(EXERCISE DESCRIPTION):
Pull out every line of the items below that contains the string "bird", copying each one in full.

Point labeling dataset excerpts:
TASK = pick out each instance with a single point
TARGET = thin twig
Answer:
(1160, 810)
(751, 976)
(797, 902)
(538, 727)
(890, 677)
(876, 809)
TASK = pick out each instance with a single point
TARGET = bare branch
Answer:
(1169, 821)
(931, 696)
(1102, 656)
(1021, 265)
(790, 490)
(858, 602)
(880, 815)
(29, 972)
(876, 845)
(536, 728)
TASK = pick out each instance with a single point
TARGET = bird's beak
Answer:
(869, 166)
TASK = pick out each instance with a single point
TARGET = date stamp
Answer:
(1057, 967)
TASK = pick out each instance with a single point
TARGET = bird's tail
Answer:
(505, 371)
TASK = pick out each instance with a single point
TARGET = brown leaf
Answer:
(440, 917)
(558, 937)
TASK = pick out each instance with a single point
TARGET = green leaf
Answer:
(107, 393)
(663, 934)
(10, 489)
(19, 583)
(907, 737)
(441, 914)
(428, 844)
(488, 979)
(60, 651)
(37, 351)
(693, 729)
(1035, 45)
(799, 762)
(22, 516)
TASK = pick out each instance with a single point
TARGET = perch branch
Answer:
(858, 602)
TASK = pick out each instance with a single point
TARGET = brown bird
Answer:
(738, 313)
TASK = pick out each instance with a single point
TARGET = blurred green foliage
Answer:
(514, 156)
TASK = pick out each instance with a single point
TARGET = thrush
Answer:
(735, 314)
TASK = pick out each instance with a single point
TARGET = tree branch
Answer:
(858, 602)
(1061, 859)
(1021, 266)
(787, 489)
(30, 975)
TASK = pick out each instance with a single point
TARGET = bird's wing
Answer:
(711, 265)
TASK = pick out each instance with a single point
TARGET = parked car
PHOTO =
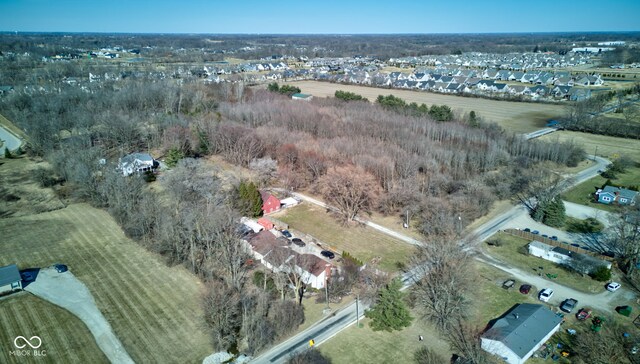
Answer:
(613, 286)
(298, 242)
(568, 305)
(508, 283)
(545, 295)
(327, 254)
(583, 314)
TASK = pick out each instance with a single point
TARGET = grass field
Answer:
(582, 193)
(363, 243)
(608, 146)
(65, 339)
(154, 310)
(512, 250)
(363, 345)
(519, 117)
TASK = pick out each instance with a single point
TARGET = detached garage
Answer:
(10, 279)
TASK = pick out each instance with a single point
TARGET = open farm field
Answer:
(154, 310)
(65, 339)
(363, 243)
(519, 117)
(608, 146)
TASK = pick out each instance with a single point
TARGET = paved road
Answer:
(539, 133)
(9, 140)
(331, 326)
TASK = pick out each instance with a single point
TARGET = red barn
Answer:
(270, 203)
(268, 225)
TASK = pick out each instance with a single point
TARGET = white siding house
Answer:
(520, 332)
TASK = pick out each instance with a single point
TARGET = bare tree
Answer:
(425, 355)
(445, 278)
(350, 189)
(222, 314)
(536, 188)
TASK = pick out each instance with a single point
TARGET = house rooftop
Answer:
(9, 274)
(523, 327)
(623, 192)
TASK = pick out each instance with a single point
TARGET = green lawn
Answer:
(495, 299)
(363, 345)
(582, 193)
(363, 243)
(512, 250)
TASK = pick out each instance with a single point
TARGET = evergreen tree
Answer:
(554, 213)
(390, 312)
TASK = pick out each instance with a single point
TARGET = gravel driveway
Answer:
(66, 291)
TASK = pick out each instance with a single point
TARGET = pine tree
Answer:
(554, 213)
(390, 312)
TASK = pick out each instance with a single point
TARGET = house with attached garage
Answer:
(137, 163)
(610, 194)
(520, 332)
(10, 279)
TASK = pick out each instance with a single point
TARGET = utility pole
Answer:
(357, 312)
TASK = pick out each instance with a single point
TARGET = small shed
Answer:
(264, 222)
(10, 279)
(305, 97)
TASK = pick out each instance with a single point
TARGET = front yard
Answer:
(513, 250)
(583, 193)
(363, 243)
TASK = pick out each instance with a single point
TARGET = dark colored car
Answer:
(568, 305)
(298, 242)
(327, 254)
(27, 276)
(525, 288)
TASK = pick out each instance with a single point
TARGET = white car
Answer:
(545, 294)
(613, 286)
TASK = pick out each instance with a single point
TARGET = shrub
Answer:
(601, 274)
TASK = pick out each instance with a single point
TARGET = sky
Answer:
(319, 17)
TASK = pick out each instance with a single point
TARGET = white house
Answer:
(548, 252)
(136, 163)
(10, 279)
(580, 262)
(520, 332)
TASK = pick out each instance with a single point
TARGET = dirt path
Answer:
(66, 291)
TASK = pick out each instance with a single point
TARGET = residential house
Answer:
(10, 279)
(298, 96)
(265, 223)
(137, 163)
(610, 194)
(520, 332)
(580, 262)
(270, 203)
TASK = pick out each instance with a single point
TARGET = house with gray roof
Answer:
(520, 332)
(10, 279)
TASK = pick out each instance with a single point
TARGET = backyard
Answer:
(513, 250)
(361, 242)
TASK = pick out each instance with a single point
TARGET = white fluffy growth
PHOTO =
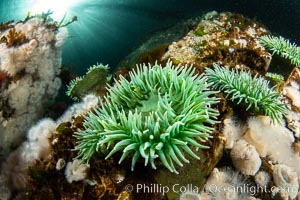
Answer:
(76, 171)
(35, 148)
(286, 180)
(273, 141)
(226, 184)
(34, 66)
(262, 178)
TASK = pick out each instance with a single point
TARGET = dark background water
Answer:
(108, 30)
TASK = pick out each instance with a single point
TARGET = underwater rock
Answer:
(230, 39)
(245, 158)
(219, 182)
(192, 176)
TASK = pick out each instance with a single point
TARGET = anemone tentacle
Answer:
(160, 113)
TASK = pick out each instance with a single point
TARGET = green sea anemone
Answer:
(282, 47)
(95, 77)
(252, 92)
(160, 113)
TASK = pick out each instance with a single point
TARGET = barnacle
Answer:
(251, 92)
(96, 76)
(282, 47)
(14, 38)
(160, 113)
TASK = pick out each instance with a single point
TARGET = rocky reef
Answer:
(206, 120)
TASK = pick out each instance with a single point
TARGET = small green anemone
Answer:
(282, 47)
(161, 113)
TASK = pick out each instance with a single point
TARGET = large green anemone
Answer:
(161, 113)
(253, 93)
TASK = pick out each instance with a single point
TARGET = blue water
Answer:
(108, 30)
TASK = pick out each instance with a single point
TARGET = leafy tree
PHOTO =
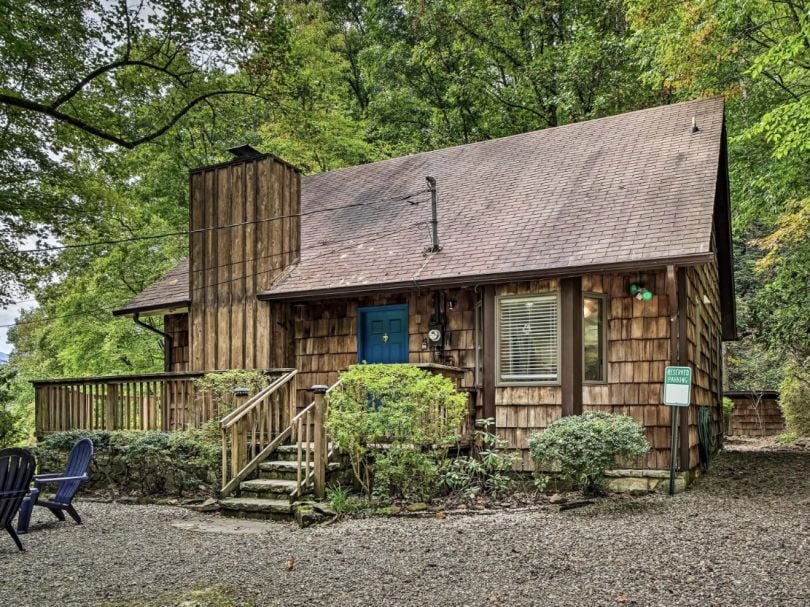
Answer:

(RESULT OF THE TASK):
TARGET = bird's beak
TARGET = bird's tail
TARGET = brown bird
TARGET = bird's wing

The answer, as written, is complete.